===== Exercise material =====
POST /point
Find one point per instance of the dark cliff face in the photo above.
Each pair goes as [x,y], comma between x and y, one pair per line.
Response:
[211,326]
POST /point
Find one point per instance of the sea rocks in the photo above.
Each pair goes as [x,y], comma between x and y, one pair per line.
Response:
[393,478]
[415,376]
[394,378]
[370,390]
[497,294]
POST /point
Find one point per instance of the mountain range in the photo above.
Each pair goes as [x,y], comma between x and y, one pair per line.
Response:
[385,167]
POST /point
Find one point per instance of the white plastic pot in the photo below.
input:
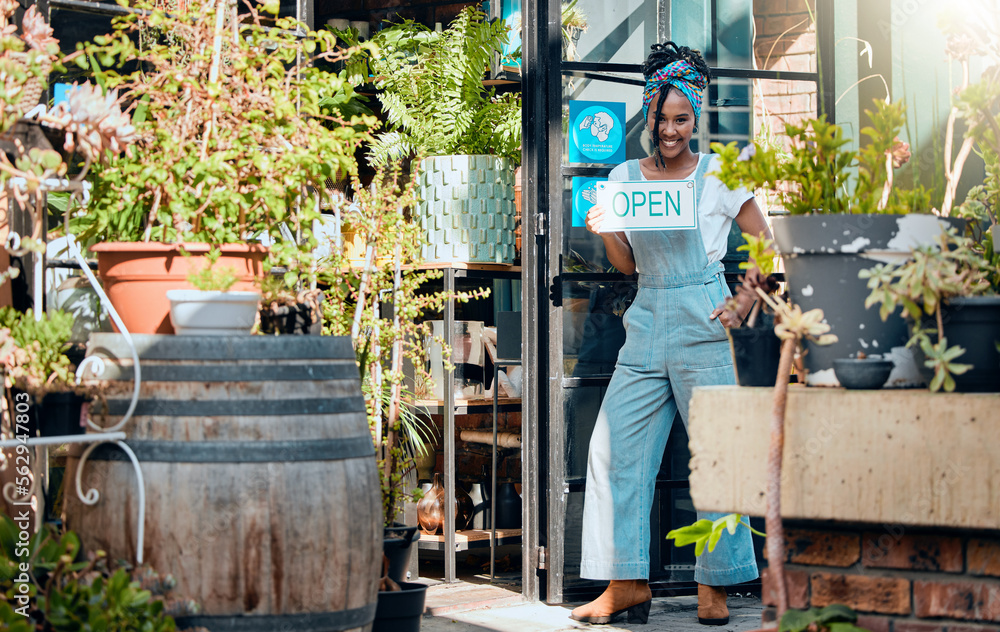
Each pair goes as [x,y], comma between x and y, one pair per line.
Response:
[198,313]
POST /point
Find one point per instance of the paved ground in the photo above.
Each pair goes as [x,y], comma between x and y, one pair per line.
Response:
[467,608]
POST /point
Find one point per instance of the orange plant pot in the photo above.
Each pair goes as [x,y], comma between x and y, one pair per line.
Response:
[136,277]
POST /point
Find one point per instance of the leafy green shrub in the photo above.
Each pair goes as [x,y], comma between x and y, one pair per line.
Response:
[233,142]
[432,92]
[37,362]
[819,175]
[68,595]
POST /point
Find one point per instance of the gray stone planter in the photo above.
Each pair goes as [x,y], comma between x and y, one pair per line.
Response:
[467,209]
[823,255]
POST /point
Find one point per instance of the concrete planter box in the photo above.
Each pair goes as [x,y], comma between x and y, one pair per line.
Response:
[885,457]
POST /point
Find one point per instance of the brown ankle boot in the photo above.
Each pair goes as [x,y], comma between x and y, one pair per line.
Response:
[631,596]
[712,608]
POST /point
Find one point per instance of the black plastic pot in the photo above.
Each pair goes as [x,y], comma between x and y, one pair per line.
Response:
[756,354]
[823,255]
[294,319]
[400,611]
[972,323]
[396,546]
[60,415]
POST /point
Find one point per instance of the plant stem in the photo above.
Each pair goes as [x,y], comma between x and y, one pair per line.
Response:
[772,519]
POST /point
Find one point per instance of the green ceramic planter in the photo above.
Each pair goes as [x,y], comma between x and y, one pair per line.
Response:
[467,209]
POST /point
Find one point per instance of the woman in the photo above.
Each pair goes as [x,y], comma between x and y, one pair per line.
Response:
[675,340]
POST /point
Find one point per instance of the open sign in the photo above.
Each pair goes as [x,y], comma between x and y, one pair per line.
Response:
[648,205]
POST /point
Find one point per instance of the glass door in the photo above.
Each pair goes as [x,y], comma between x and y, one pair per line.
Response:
[584,116]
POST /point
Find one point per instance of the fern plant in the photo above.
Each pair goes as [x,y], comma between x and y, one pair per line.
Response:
[432,92]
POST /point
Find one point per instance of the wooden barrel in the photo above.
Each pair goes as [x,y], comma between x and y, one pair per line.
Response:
[262,495]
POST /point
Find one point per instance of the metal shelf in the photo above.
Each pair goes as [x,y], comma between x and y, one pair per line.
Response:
[469,539]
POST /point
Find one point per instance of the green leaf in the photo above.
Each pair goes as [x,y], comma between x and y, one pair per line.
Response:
[836,612]
[797,620]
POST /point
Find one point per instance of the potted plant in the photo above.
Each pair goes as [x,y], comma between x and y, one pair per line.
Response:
[467,139]
[211,309]
[756,349]
[949,294]
[841,205]
[233,149]
[388,344]
[285,311]
[38,370]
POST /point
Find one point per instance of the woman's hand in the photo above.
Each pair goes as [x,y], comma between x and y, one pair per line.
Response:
[595,217]
[733,312]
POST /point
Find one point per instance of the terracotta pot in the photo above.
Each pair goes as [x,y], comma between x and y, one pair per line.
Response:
[430,509]
[136,277]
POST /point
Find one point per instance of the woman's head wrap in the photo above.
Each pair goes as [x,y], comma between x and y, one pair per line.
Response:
[683,76]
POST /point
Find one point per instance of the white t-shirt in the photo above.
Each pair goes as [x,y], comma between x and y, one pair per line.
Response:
[716,210]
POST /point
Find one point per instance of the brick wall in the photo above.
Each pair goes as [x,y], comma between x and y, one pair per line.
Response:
[785,40]
[898,579]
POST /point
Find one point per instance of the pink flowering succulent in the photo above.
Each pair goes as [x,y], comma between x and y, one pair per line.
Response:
[93,122]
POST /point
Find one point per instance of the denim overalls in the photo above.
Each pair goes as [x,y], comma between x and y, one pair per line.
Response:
[670,347]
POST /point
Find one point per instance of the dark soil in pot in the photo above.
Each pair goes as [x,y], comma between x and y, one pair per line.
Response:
[756,352]
[396,544]
[400,611]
=====
* _Given problem_:
Please pull out every line of the material above that contains the word "woman" and list those lines.

* _Solution for this exercise_:
Find one point per instance of the woman in the photo above.
Find one point per instance of the woman's hand in the photo above.
Find one point per instance of the woman's head wrap in the photo above.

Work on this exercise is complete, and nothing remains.